Source records

•••

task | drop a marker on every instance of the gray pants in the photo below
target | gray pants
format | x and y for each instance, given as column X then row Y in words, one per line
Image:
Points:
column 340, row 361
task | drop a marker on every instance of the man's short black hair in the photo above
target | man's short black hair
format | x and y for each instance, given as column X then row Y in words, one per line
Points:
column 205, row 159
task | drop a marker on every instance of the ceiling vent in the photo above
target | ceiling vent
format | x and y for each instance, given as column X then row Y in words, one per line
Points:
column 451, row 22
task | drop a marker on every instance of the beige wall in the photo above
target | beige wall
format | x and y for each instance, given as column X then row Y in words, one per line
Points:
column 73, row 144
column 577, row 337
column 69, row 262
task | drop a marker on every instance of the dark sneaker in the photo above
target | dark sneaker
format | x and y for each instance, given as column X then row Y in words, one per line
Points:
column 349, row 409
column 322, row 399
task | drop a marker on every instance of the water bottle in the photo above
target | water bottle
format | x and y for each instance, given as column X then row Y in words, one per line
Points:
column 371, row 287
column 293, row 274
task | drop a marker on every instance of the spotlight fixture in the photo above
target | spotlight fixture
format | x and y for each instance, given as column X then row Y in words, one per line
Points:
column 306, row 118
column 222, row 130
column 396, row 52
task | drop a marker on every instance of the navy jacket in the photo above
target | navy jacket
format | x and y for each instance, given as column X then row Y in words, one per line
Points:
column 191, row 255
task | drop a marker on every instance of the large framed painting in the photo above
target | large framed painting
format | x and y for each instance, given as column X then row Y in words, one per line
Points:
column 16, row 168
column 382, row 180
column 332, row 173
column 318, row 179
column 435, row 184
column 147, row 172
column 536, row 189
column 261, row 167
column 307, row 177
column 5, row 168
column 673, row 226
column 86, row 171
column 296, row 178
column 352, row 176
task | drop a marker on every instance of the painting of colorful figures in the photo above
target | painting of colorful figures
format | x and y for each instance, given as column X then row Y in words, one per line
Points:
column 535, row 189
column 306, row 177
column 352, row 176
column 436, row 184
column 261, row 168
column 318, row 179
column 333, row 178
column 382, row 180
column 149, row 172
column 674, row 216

•••

Goal of the exercise
Please quote every record above exactly as it appears.

Task result
task | drop a marker on every instance of the gray pants in the photo below
target | gray pants
format | x and y for each instance, given as column X then row Y in words, one per line
Image:
Points:
column 340, row 361
task | drop a marker on every instance of the man's short black hair in the photo above
target | man's short black hair
format | x and y for each instance, given as column X then row Y in words, one per line
Points:
column 205, row 159
task | drop a marker on every instance of the ceiling vent in the photo above
target | ceiling vent
format | x and y for each instance, given as column X then row Y in words, one per line
Points:
column 451, row 22
task | drop a marker on every instance of the beige wall in the photo above
target | beige wall
format | x and y for each instance, given as column X then row Y in words, one per line
Points:
column 73, row 144
column 577, row 337
column 69, row 262
task | drop a marker on every instance of the dark sneaker in the photo above
target | dark sneaker
format | x and y for each instance, given as column X then row Y in words, one per line
Points:
column 349, row 409
column 322, row 399
task | drop a marker on every instance of the water bottle in the photo above
target | water bottle
format | x and y for each instance, given as column X then row Y in words, one per line
Points:
column 371, row 287
column 293, row 274
task | drop a marker on every instance of the spotlight fixture in the photo above
target | spotlight fixture
format | x and y for each instance, given as column X then row Y in words, one per line
Points:
column 306, row 118
column 222, row 130
column 396, row 52
task | drop a marker on every instance of the navy jacket in the photo above
target | navy jacket
format | x and y for each instance, given as column X then row Y in words, one per line
Points:
column 191, row 255
task | drop a marker on every instance of the large framed painting in the photo above
target | large framed painting
format | x and y for each instance, given as column X then row Y in words, one per line
Points:
column 16, row 168
column 382, row 180
column 332, row 173
column 318, row 179
column 435, row 184
column 147, row 172
column 536, row 189
column 261, row 167
column 307, row 177
column 5, row 168
column 673, row 226
column 86, row 171
column 296, row 178
column 352, row 176
task | drop a marker on every instance of the painting of colorful figures in the photo above
target | painting of colorful figures
format | x and y for each instance, given as column X then row Y in words, one per line
Points:
column 535, row 189
column 306, row 177
column 352, row 176
column 436, row 184
column 261, row 168
column 318, row 179
column 333, row 178
column 382, row 180
column 149, row 172
column 674, row 216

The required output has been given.